**Task instructions**
Copy every line from the records below that carries the word "trousers".

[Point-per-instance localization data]
- - -

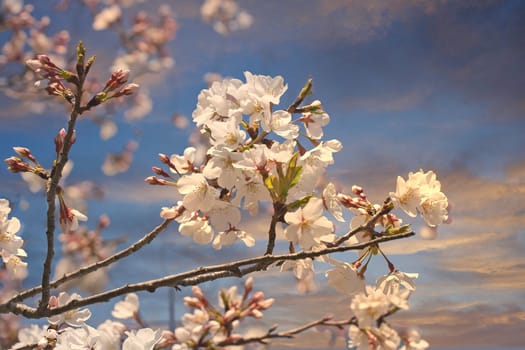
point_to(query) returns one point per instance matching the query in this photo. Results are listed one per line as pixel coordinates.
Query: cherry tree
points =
(254, 158)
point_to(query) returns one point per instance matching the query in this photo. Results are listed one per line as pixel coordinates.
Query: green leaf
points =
(301, 202)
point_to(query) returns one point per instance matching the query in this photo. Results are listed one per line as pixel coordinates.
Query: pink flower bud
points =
(129, 89)
(59, 140)
(23, 152)
(104, 221)
(53, 302)
(153, 180)
(248, 285)
(17, 165)
(257, 297)
(159, 171)
(118, 78)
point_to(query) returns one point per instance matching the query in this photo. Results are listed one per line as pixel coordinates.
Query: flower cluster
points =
(69, 330)
(245, 166)
(257, 157)
(370, 308)
(421, 193)
(10, 244)
(206, 327)
(28, 37)
(212, 327)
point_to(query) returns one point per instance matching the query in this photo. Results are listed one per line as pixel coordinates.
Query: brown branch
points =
(263, 339)
(192, 277)
(146, 239)
(305, 91)
(51, 191)
(368, 226)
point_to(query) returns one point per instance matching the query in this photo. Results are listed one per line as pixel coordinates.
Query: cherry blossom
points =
(308, 226)
(128, 308)
(75, 317)
(198, 194)
(422, 193)
(143, 339)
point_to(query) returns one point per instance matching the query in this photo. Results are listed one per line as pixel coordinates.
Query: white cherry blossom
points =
(74, 317)
(313, 123)
(422, 193)
(127, 308)
(143, 339)
(198, 194)
(230, 236)
(344, 278)
(369, 306)
(184, 163)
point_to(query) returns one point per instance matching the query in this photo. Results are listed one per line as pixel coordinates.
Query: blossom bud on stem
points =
(17, 165)
(25, 152)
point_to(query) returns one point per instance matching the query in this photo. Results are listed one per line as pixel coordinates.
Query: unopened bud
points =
(59, 140)
(118, 78)
(345, 200)
(153, 180)
(127, 90)
(104, 221)
(24, 152)
(248, 285)
(159, 171)
(164, 158)
(258, 296)
(17, 165)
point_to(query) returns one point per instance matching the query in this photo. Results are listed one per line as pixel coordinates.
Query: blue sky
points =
(408, 84)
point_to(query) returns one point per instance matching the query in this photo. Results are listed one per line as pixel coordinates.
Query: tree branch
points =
(51, 192)
(192, 277)
(263, 339)
(146, 239)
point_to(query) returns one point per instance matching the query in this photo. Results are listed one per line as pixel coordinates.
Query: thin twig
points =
(146, 239)
(51, 191)
(192, 277)
(367, 226)
(263, 339)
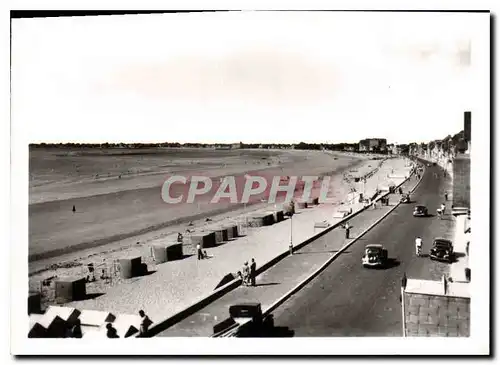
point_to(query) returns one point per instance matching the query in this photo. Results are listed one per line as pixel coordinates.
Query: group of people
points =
(441, 210)
(202, 254)
(248, 273)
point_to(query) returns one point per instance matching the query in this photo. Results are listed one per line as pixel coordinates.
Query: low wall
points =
(161, 326)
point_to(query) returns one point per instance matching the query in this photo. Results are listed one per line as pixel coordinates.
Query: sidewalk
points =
(175, 285)
(460, 242)
(281, 278)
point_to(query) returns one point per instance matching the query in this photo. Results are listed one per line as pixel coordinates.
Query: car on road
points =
(420, 211)
(442, 250)
(374, 256)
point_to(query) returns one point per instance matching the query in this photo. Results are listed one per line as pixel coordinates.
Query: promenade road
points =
(349, 300)
(279, 279)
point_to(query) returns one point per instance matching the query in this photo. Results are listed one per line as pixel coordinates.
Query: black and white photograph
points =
(301, 180)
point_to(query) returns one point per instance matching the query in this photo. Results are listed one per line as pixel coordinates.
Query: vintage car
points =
(375, 256)
(442, 250)
(420, 211)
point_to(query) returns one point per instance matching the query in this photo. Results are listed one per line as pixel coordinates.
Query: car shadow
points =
(267, 329)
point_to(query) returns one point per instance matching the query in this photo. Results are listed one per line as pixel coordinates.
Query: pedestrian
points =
(200, 253)
(76, 329)
(443, 208)
(246, 273)
(111, 331)
(253, 270)
(145, 322)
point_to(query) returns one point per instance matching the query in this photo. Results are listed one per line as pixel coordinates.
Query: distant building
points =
(373, 145)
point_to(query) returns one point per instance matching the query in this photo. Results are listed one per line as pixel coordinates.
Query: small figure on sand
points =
(253, 272)
(111, 331)
(246, 274)
(347, 228)
(200, 253)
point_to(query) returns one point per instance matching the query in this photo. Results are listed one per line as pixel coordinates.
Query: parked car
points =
(374, 256)
(420, 211)
(442, 250)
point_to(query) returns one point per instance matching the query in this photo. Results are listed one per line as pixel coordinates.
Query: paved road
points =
(349, 300)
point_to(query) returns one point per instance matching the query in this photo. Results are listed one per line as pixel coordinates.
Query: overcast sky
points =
(249, 76)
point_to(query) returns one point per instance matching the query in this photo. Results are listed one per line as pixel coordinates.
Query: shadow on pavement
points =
(147, 273)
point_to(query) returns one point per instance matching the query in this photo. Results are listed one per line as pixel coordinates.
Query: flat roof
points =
(436, 287)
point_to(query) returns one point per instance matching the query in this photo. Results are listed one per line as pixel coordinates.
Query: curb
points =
(184, 313)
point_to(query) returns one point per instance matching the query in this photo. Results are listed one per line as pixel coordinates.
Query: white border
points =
(476, 344)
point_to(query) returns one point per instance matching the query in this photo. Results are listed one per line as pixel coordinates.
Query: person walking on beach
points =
(200, 254)
(246, 273)
(347, 229)
(253, 270)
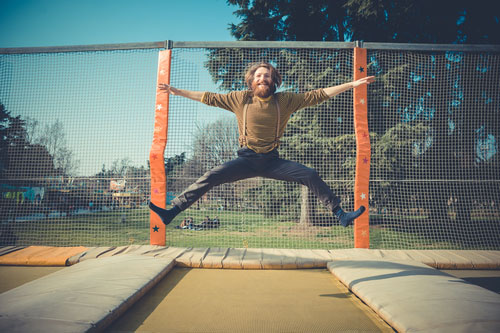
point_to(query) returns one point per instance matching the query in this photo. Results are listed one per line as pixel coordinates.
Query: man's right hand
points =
(168, 89)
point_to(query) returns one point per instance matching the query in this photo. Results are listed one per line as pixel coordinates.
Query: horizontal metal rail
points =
(168, 44)
(85, 48)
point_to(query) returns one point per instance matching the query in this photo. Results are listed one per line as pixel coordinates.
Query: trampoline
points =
(162, 289)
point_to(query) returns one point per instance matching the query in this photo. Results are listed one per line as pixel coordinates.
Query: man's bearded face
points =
(262, 84)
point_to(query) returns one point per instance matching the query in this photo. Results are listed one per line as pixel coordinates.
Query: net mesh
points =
(77, 129)
(260, 212)
(434, 120)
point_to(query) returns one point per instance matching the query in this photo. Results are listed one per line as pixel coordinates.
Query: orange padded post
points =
(361, 184)
(156, 155)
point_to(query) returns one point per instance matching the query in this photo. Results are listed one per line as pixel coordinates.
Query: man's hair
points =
(275, 75)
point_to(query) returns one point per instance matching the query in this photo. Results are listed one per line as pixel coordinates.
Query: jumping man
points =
(262, 116)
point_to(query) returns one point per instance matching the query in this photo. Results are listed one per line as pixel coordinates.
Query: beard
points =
(262, 91)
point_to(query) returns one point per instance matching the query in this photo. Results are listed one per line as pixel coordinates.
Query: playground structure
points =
(420, 146)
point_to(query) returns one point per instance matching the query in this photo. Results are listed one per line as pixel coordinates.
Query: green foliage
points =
(401, 21)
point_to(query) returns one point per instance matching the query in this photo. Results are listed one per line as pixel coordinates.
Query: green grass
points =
(238, 229)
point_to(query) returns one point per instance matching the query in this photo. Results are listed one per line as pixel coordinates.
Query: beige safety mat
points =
(215, 300)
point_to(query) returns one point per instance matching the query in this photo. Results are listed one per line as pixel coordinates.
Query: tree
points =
(214, 143)
(400, 21)
(53, 138)
(21, 162)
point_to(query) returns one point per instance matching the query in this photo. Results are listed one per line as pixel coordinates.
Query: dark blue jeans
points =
(250, 164)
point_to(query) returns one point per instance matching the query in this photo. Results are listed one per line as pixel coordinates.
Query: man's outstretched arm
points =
(168, 89)
(335, 90)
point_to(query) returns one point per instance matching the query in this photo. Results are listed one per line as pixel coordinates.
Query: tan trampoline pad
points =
(214, 300)
(15, 276)
(41, 256)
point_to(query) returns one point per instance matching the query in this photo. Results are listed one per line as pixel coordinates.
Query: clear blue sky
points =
(30, 23)
(89, 94)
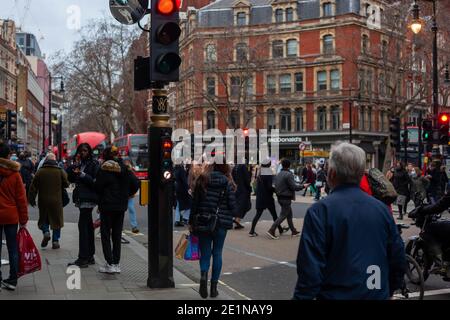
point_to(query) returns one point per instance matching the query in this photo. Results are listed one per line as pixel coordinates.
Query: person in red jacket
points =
(13, 210)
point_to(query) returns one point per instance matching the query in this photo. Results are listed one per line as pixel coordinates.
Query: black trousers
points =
(259, 213)
(111, 229)
(286, 213)
(86, 231)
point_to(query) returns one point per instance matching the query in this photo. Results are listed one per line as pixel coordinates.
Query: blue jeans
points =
(181, 214)
(212, 245)
(132, 213)
(13, 250)
(56, 232)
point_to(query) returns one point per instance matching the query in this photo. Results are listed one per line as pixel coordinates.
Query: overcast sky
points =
(54, 22)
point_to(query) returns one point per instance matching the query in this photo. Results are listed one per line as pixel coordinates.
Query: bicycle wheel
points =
(414, 281)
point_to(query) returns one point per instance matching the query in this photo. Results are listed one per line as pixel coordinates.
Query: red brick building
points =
(296, 66)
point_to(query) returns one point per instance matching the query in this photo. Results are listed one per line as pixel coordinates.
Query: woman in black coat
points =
(242, 178)
(264, 197)
(83, 173)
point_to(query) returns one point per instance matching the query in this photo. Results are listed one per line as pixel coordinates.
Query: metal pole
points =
(160, 212)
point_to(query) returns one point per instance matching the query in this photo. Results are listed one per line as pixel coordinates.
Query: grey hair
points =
(348, 161)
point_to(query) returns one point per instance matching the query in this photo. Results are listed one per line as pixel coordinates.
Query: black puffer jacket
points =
(206, 202)
(115, 184)
(84, 184)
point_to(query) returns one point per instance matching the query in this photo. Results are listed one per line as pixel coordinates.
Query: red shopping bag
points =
(29, 258)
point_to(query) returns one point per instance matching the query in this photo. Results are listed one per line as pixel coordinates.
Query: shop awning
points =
(367, 147)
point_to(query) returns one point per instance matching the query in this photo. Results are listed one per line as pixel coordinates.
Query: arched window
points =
(271, 121)
(289, 14)
(328, 44)
(210, 119)
(291, 48)
(277, 49)
(285, 119)
(211, 54)
(279, 15)
(299, 119)
(335, 118)
(322, 118)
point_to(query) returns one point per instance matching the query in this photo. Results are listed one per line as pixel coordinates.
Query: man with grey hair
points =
(350, 246)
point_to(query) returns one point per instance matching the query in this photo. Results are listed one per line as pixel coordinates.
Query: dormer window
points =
(241, 19)
(279, 15)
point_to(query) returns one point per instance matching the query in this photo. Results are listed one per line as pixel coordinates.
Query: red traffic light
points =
(167, 7)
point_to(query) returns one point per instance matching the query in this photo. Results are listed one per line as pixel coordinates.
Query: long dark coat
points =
(47, 185)
(182, 188)
(242, 178)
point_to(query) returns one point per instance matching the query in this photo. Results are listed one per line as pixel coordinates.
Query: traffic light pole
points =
(160, 216)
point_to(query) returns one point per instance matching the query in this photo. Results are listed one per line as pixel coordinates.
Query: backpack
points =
(381, 187)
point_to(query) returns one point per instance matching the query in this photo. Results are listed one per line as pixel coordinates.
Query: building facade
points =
(308, 68)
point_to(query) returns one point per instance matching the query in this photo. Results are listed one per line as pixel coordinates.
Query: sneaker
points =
(272, 235)
(9, 284)
(116, 268)
(295, 234)
(107, 268)
(80, 263)
(46, 239)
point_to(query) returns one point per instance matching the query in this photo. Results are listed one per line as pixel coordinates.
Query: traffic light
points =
(427, 130)
(443, 128)
(166, 157)
(164, 45)
(11, 119)
(394, 128)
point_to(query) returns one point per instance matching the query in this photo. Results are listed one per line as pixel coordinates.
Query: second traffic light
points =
(394, 129)
(443, 128)
(164, 41)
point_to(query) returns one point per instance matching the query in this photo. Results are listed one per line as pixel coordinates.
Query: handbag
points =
(181, 247)
(205, 223)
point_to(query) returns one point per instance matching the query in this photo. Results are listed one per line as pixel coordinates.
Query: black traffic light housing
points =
(443, 128)
(394, 129)
(164, 41)
(11, 120)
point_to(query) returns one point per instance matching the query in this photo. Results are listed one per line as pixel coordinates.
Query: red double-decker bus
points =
(135, 147)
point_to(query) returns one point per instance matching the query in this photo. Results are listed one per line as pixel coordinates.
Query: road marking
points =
(261, 257)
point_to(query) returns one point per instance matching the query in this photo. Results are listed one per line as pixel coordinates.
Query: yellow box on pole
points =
(143, 194)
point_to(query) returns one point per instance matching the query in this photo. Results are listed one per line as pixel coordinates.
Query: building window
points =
(365, 44)
(241, 51)
(289, 14)
(241, 19)
(328, 44)
(335, 79)
(285, 119)
(211, 54)
(277, 49)
(299, 82)
(235, 86)
(321, 80)
(361, 118)
(291, 48)
(210, 120)
(299, 119)
(271, 123)
(285, 83)
(322, 118)
(279, 15)
(271, 84)
(234, 119)
(327, 9)
(211, 86)
(335, 118)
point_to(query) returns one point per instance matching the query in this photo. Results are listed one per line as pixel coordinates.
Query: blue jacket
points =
(343, 236)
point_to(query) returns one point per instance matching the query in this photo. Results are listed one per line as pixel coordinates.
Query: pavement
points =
(51, 282)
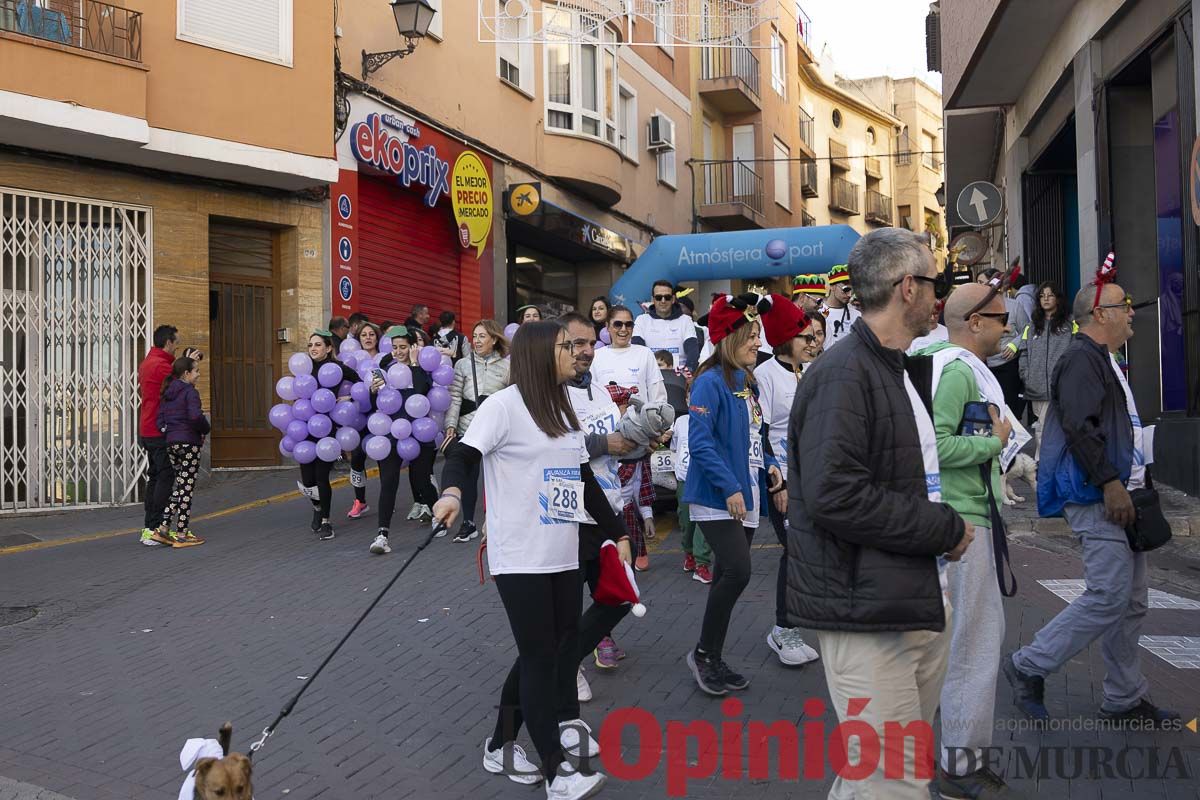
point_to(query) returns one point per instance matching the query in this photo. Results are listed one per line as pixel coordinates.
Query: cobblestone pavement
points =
(133, 649)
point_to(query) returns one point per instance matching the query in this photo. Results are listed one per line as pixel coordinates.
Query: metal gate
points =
(75, 322)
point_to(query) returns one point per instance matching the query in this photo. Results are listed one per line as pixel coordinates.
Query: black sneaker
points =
(466, 533)
(707, 672)
(1029, 691)
(732, 680)
(1143, 716)
(981, 785)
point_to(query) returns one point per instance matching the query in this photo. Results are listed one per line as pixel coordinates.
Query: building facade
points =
(145, 179)
(1085, 114)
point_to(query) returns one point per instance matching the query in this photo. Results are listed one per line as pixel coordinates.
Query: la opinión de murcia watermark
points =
(737, 750)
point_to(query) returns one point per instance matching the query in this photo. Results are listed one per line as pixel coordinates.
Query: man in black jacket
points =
(865, 522)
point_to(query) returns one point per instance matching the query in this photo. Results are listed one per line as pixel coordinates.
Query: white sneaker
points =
(790, 645)
(581, 686)
(569, 785)
(519, 769)
(575, 737)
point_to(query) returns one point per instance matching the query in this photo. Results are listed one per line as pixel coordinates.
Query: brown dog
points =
(223, 779)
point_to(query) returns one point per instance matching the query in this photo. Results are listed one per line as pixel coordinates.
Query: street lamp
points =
(413, 18)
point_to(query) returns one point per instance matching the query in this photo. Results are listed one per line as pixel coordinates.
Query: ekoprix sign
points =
(735, 254)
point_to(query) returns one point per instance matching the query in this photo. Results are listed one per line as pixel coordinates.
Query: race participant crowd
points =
(865, 415)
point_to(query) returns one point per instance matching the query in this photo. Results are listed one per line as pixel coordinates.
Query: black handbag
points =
(1150, 530)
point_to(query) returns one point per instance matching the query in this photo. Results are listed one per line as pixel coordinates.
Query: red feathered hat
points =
(784, 322)
(617, 584)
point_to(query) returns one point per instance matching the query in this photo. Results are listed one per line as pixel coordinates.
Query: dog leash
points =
(287, 709)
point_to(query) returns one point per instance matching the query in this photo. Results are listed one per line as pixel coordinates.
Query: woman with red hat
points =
(727, 482)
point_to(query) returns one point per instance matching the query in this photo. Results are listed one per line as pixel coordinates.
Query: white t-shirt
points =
(665, 334)
(520, 462)
(633, 366)
(777, 390)
(838, 324)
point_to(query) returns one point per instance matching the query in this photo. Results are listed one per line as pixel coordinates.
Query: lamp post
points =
(413, 18)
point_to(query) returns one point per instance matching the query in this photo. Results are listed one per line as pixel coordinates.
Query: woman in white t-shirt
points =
(537, 473)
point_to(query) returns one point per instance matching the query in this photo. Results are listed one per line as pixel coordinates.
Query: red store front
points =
(411, 221)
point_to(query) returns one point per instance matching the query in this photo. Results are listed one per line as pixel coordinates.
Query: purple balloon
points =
(400, 376)
(417, 405)
(401, 429)
(377, 447)
(439, 398)
(297, 431)
(348, 438)
(300, 364)
(304, 386)
(379, 423)
(319, 426)
(323, 401)
(303, 409)
(280, 415)
(305, 452)
(389, 401)
(329, 376)
(408, 449)
(425, 429)
(285, 389)
(429, 359)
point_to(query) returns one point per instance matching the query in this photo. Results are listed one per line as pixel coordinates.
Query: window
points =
(628, 120)
(581, 77)
(783, 175)
(778, 64)
(258, 29)
(514, 59)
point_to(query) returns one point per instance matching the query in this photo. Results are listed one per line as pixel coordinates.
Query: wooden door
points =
(243, 318)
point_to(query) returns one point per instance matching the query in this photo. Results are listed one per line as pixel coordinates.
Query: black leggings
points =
(544, 613)
(731, 575)
(359, 473)
(316, 474)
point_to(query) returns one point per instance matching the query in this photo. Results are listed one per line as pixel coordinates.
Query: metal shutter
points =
(408, 253)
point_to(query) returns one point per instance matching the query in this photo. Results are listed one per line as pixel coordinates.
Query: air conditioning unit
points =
(661, 133)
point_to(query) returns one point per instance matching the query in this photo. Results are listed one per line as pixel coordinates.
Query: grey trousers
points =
(1113, 609)
(977, 641)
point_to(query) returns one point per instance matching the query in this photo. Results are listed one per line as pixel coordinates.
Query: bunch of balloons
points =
(311, 411)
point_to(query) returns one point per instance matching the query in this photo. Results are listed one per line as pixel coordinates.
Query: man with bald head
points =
(969, 456)
(1091, 457)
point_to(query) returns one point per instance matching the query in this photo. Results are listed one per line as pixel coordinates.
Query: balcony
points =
(844, 196)
(809, 179)
(879, 208)
(729, 78)
(81, 24)
(838, 156)
(731, 196)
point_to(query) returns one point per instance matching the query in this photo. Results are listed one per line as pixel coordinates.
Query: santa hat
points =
(839, 274)
(617, 584)
(784, 322)
(813, 283)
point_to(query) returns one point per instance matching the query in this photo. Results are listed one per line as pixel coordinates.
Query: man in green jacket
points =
(960, 376)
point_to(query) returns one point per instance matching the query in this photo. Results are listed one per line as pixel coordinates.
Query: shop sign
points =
(373, 144)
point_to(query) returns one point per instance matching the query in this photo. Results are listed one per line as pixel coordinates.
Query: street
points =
(133, 650)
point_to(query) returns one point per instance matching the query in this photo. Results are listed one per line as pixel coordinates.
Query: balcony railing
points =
(83, 24)
(879, 208)
(732, 182)
(738, 62)
(809, 179)
(838, 156)
(808, 130)
(843, 196)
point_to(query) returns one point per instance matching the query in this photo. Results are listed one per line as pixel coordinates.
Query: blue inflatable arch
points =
(733, 254)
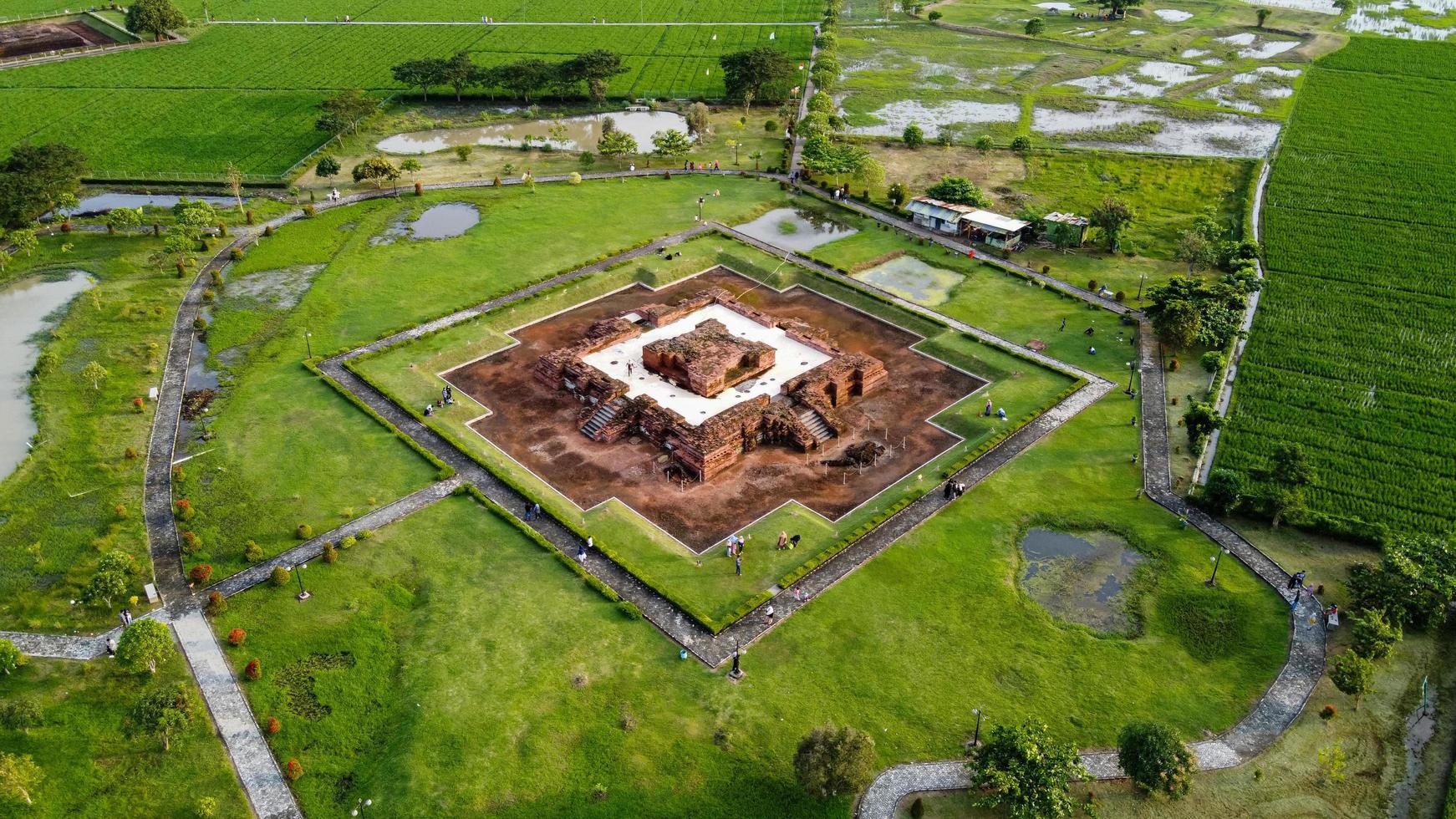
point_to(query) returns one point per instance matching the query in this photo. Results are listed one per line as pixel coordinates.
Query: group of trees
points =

- - -

**Result of the task**
Query: black trousers
Query: grey trousers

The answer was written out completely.